• **課題**:
「glove in the photo above.」を含む行から記録の最後までの範囲を、列名を「依頼文」と「回答」とする2列のCSVに書き直すこと。1件につき1行とし、各フィールドは改行をスペースに置き換えたうえで引用符で囲む。

• **元の資料**:

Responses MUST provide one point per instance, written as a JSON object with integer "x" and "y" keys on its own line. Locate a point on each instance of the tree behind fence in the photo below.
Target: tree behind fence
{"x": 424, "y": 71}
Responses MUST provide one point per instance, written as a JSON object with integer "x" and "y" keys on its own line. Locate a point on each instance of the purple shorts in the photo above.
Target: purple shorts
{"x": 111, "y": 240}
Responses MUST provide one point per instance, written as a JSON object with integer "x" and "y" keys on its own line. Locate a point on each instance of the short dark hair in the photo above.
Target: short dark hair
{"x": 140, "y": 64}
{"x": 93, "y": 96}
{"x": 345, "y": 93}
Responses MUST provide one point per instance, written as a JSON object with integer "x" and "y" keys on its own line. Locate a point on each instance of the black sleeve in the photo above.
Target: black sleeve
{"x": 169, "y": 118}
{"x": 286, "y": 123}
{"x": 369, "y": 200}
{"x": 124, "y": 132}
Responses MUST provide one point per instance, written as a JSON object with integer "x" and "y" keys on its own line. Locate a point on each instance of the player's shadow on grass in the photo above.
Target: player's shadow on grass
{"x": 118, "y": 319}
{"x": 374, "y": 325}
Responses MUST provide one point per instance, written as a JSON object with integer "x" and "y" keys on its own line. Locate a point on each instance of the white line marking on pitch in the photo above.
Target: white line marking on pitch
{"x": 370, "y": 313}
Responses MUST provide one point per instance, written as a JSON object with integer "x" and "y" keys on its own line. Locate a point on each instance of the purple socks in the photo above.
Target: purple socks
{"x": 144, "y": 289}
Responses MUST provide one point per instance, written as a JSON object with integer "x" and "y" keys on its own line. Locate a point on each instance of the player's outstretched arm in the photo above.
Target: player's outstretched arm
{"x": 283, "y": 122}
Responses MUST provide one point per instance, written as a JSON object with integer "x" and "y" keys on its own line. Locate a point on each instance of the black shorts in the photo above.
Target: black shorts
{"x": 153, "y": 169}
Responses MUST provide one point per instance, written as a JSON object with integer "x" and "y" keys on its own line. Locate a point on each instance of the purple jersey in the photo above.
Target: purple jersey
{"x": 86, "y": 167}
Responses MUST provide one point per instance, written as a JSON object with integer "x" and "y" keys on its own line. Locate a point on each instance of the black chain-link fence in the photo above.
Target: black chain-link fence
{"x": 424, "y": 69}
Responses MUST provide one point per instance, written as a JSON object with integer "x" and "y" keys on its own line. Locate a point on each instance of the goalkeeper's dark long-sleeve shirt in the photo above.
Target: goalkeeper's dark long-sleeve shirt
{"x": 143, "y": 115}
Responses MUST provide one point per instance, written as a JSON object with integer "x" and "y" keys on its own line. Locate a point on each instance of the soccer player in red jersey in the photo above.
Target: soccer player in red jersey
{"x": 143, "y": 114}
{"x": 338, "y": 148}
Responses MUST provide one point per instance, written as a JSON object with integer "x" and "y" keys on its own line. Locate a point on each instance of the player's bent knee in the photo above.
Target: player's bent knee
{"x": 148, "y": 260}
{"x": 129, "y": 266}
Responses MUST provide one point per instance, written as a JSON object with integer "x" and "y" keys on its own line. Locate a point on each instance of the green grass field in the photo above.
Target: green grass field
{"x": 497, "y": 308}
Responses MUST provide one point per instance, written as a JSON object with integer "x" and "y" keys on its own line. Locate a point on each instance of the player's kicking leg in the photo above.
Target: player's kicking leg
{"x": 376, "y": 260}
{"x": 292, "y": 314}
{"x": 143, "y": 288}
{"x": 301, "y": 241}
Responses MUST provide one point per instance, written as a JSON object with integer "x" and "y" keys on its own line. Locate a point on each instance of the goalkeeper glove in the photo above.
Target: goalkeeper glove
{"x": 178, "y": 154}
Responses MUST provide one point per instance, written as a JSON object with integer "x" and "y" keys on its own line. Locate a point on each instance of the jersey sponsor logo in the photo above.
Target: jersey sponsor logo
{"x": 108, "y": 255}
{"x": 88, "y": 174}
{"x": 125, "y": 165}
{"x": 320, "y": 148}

• **完全な解答**:
依頼文,回答
"Responses MUST provide one point per instance, written as a JSON object with integer ""x"" and ""y"" keys on its own line. Locate a point on each instance of the goalkeeper glove in the photo above. Target: goalkeeper glove","{""x"": 178, ""y"": 154}"
"Responses MUST provide one point per instance, written as a JSON object with integer ""x"" and ""y"" keys on its own line. Locate a point on each instance of the jersey sponsor logo in the photo above. Target: jersey sponsor logo","{""x"": 108, ""y"": 255} {""x"": 88, ""y"": 174} {""x"": 125, ""y"": 165} {""x"": 320, ""y"": 148}"